INPUT RECORDS

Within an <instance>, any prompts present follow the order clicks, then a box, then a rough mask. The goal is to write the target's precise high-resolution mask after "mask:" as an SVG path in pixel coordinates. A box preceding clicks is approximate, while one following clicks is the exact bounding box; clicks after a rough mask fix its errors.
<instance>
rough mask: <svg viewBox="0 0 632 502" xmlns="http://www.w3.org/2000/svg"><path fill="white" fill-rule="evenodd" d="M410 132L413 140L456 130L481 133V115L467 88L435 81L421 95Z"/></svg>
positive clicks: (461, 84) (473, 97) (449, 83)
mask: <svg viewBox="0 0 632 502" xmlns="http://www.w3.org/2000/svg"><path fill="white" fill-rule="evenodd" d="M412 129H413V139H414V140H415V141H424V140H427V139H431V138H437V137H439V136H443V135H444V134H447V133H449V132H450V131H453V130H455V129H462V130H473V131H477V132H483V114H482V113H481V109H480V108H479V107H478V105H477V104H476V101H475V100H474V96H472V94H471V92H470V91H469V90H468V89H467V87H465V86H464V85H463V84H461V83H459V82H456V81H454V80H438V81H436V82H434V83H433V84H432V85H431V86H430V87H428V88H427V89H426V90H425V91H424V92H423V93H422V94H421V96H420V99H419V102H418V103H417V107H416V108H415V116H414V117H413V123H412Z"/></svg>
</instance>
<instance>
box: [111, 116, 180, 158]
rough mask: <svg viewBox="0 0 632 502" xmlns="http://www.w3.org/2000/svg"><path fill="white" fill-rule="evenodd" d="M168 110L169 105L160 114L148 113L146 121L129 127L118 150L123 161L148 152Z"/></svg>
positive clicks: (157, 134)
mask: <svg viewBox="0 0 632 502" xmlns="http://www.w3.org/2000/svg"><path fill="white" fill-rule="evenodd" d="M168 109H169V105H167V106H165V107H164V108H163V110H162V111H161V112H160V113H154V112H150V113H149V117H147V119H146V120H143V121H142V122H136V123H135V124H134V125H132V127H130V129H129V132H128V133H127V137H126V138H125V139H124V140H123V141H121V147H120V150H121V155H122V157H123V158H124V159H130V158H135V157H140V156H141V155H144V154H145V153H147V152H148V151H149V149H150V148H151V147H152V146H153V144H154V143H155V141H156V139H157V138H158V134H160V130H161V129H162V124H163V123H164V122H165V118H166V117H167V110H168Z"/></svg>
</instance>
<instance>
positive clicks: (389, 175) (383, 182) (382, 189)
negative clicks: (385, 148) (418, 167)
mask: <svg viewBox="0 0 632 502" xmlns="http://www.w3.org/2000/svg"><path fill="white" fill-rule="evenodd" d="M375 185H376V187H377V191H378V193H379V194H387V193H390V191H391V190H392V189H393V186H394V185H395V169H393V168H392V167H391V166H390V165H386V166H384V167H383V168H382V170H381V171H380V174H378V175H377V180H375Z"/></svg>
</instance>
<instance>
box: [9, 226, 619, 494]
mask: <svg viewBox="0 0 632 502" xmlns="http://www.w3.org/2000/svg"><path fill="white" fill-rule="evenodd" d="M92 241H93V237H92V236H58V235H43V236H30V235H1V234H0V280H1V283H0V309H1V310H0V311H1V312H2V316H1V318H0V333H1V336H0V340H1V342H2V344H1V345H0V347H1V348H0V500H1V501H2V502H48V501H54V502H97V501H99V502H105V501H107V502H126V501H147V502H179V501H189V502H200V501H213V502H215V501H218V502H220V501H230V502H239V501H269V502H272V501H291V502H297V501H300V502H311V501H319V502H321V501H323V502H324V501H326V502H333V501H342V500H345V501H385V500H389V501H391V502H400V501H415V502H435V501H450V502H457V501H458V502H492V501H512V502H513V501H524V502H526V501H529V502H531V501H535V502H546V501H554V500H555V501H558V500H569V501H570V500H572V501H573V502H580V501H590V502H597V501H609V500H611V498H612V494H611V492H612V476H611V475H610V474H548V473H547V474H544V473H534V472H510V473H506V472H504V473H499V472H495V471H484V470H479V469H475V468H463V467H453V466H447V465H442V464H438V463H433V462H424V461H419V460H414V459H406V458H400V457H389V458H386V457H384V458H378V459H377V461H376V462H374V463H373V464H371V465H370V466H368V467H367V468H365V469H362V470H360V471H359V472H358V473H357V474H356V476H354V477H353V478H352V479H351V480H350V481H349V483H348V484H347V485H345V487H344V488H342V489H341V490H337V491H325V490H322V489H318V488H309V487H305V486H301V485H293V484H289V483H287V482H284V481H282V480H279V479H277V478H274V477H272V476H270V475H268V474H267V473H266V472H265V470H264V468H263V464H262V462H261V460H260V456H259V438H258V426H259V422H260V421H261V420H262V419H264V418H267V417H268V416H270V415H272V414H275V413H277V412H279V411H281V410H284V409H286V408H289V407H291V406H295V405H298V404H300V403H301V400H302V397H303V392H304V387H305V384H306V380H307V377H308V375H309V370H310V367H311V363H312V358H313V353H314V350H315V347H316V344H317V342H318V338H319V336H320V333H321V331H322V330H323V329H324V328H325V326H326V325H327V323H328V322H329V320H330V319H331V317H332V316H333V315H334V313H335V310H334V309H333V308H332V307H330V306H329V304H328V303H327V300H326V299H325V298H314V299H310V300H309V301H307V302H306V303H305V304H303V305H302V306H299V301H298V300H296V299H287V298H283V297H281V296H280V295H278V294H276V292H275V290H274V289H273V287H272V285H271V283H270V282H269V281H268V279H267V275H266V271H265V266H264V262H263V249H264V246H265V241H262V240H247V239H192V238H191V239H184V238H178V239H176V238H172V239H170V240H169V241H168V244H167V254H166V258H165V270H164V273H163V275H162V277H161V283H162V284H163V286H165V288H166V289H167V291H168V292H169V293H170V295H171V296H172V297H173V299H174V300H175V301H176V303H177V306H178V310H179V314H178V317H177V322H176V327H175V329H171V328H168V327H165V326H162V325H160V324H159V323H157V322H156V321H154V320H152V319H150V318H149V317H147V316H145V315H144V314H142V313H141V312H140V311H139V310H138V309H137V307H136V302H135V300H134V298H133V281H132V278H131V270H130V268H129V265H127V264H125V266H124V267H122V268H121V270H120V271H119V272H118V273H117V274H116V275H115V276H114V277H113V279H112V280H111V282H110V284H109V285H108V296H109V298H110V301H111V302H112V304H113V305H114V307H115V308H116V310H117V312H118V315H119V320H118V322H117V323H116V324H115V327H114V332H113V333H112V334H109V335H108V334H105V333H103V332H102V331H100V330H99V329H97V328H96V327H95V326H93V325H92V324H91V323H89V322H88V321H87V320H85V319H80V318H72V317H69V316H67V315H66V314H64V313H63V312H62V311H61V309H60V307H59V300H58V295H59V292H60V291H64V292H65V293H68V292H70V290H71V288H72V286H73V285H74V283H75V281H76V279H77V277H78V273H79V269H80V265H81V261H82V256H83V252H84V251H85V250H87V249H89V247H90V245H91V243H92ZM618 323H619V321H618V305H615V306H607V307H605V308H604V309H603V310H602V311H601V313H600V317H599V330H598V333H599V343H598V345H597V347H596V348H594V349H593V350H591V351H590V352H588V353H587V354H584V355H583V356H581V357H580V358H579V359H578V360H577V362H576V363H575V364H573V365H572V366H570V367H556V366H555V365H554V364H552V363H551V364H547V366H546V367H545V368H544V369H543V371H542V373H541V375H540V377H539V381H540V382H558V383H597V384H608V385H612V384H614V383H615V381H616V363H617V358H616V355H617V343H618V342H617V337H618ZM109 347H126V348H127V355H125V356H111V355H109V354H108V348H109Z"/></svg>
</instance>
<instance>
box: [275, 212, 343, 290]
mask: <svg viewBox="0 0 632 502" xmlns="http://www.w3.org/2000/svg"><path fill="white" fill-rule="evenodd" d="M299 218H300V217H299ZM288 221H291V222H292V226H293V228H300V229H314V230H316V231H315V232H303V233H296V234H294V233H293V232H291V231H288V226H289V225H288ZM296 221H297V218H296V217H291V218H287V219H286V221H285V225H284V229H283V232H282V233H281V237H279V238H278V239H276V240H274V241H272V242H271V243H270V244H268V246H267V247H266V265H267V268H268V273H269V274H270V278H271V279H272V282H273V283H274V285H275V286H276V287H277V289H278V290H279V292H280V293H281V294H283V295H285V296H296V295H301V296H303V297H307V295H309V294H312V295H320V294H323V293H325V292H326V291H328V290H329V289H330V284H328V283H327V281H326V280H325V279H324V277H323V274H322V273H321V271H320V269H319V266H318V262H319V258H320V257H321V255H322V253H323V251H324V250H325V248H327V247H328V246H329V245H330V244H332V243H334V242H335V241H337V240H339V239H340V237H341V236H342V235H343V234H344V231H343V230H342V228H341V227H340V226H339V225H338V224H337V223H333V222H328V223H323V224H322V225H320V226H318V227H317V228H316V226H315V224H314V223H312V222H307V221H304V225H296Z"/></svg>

WHAT YOU WILL DO
Copy the stretch from the start of the data through the line containing "positive clicks: (461, 84)", switching every "rough mask" to "coarse mask" and changing nothing else. Give only those lines.

ANSWER FOR THE TASK
Within an <instance>, any prompts present follow the order clicks, then a box, then a coarse mask. The goal is to write the target's precise high-resolution mask after "mask:" as an SVG path in pixel coordinates. A box preceding clicks is approximate, while one following clicks is the exact bounding box; clicks after a coarse mask fix its errors.
<instance>
coarse mask: <svg viewBox="0 0 632 502" xmlns="http://www.w3.org/2000/svg"><path fill="white" fill-rule="evenodd" d="M410 132L413 140L456 130L481 133V115L467 88L435 81L421 95Z"/></svg>
positive clicks: (461, 84) (473, 97) (449, 83)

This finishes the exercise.